# Start of Recorded information
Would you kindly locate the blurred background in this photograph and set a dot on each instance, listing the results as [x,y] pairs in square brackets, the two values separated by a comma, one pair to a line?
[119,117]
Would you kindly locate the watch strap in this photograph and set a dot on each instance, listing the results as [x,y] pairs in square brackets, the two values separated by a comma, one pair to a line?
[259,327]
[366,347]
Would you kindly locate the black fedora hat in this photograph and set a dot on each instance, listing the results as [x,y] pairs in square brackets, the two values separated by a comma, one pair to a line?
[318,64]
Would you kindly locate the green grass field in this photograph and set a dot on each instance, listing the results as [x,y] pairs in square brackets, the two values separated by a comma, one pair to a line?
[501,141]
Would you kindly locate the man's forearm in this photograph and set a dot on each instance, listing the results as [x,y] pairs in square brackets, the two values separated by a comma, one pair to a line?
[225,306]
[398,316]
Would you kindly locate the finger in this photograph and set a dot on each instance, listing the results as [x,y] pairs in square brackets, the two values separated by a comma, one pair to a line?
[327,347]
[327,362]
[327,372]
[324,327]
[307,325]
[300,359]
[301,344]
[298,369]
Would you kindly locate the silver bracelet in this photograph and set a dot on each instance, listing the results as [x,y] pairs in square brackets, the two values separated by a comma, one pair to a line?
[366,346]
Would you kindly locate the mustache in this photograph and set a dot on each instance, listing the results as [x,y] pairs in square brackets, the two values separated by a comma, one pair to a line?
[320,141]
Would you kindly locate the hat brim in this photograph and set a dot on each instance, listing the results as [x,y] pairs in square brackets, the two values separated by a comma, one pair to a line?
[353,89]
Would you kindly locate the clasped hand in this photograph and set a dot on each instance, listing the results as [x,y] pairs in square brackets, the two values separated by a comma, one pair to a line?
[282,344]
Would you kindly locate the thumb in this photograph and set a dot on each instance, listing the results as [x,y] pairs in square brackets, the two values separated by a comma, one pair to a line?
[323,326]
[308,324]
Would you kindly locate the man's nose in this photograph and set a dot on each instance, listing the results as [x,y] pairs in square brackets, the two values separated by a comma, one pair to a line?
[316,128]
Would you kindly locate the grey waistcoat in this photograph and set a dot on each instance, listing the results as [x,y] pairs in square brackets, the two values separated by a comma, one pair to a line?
# End of Recorded information
**What you are asked to do:** Return exactly the lines from the one containing "Would you kindly locate the clasped" through the last line of the records above, both included, and nothing else.

**Reply:**
Would you kindly locate the clasped hand in this photograph and set a dot on each instance, listing the results as [x,y] pairs in square brackets, the two values separated by a comma, one pair to a line?
[282,344]
Would you kindly locate the thumb in this photograph and set a dot on each instance, listing the results as [x,y] pairs in square brackets, the two values separated by a comma, one pair to a line?
[323,326]
[308,324]
Would you kindly locate the man's nose in this photograph and set a dot on each instance, listing the results as [x,y] pairs in square brackets, the two values separated by a comma, one pair to a line?
[316,128]
Would you kindly locate the grey waistcoat in this photograph and set a dot on each instance, listing the results as [x,y] pairs in square brackets, the two values separated by a comma, one pair to a line?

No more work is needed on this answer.